Este é um trabalho que pode sugerir ao cliente alguns insights, no entanto se torna imprescindível atentar para manter um campo aberto onde o movedor construa e experimente suas próprias imagens. Na medida em que mobiliza o corpo e estabelece com ele um tipo próprio de comunicação, estaria mais a serviço de produzir questionamentos do que dar respostas. Sobre os efeitos desta articulação uma contribuição de Deleuze:

A comunicação, em primeiro lugar, é algo que violenta o pensamento, como diz Deleuze. Ser violento aqui é nos forçar a pensar, e as coisas que nos fazem pensar, diz o filósofo, são mais importantes que o próprio pensamento. (MARCONDES FILHO, 2008, p. 429)6

Janet Adler (1999), montou uma metodologia para trabalhar com o Movimento Autêntico que se trata de: 1. Deixar o cliente à vontade e poder perceber quando se está experimentando um movimento autêntico e quando não; 2. Abrir um canal de expressão para o movimento autêntico; 3. Reconhecer os padrões e formas de movimento que se repetem; 4. A partir dos movimentos que persistem, eleger um tema para focalizar o trabalho, saber mais sobre ele, ir com ele, exagerá-lo e confrontá-lo. Esta última é a etapa mais importante, nos adverte a autora.

**Dados apresentados**.
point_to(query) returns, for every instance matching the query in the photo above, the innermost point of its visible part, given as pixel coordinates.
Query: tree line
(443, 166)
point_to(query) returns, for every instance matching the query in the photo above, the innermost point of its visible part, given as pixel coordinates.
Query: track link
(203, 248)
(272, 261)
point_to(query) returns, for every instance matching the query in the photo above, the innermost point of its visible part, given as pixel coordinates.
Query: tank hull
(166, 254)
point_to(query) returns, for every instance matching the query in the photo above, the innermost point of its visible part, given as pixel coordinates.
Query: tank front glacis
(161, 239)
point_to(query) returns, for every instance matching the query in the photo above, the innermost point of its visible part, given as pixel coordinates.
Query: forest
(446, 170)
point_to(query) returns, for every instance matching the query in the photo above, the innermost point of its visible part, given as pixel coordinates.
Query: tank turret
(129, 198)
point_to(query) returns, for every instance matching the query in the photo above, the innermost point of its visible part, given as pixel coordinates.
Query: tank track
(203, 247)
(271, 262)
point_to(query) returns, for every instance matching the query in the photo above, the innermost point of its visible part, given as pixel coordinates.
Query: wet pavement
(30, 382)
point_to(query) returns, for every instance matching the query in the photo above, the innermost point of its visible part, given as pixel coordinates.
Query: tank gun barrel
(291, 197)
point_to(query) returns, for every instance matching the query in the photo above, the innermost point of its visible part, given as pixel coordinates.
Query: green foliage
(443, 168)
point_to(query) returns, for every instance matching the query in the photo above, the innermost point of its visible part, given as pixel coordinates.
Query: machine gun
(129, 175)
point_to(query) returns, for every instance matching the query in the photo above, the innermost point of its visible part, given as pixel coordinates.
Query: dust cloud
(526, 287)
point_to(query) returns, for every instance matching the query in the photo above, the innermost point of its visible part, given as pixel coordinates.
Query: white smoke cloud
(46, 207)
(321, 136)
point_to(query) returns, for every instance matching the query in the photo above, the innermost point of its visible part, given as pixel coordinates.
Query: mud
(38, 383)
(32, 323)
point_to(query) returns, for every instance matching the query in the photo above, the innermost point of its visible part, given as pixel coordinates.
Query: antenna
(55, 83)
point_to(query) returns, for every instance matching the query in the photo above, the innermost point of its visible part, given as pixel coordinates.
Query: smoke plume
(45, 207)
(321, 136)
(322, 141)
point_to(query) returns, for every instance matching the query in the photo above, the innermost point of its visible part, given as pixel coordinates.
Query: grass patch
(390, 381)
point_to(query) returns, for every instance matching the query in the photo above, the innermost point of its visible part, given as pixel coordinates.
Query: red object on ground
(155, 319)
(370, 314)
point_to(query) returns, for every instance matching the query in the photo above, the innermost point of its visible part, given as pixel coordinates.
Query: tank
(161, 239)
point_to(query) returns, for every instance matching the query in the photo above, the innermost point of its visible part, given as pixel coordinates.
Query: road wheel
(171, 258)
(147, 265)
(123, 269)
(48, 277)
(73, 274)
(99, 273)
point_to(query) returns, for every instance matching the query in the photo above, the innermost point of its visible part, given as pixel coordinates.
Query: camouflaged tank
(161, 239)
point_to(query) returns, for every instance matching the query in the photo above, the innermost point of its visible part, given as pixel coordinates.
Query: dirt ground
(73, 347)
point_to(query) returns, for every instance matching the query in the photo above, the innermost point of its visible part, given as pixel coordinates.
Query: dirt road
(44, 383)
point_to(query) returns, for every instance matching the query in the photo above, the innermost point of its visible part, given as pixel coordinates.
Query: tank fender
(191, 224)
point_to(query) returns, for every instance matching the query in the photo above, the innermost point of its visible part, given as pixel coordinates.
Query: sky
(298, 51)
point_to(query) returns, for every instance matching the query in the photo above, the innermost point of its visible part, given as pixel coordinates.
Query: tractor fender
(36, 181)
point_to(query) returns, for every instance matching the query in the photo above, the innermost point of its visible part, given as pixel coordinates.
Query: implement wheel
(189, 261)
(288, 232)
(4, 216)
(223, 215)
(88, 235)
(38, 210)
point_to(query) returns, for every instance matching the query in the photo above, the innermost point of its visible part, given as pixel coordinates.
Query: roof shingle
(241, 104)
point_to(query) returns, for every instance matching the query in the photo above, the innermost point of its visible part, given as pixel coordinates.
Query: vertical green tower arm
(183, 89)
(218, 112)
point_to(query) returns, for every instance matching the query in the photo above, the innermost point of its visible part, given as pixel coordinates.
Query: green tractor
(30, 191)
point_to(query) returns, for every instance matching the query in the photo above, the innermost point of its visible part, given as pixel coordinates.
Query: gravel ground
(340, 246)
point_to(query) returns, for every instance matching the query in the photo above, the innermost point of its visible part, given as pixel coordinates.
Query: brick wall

**Explore o material**.
1. No trecho da página, qual etapa da metodologia de Janet Adler a autora aponta como a mais importante?
2. Continue o trecho da página sobre o Movimento Autêntico a partir da última frase.

**Respostas do exercício**.
1. A quarta etapa: a partir dos movimentos que persistem, eleger um tema para focalizar o trabalho, saber mais sobre ele, ir com ele, exagerá-lo e confrontá-lo.

2.
Segundo ela, é um trabalho que não privilegia a história pessoal do cliente, mas, às vezes, torna-se necessário sabê-la, dependendo do progresso do trabalho.

Ela acredita que os movimentos idiossincráticos são poderosos por expressarem os aspectos menos conhecidos da personalidade e só podem ser reconhecidos pela repetição. Os padrões ou qualidades de movimento refletem a natureza complexa e única dos indivíduos.

Para ilustrar o reconhecimento de padrão, a terapeuta apresenta o exemplo de uma de suas clientes: durante dias de trabalho, a paciente percebia suas mãos tensas. Quanto mais ela tentava relaxar, mais tensas elas ficavam. A terapeuta propôs, então, que a cliente deixasse suas mãos dançarem livremente. Dessa dança surgiu um movimento de recolher e esticar braços e ombros, como um “ir embora”, “afastar-se”. Em seguida, a cliente se deu conta de como ela “sempre fora claustrofóbica”. (Ibid. 1999, p. 126).

É interessante observar, a partir do relato, que a paciente não foi sugestionada ou dirigida por nenhuma imagem da terapeuta; apenas foi solicitado que ela se atentasse ou desse movimento ao que estava acontecendo com suas mãos naquele momento. A partir de então, surgiu um dado antigo, porém, ainda não conhecido. Se há sugestão, não há elaboração. Assumimos uma escuta, ou um olhar, para descrever o acontecimento, sendo que ele guarda algo que não sabemos.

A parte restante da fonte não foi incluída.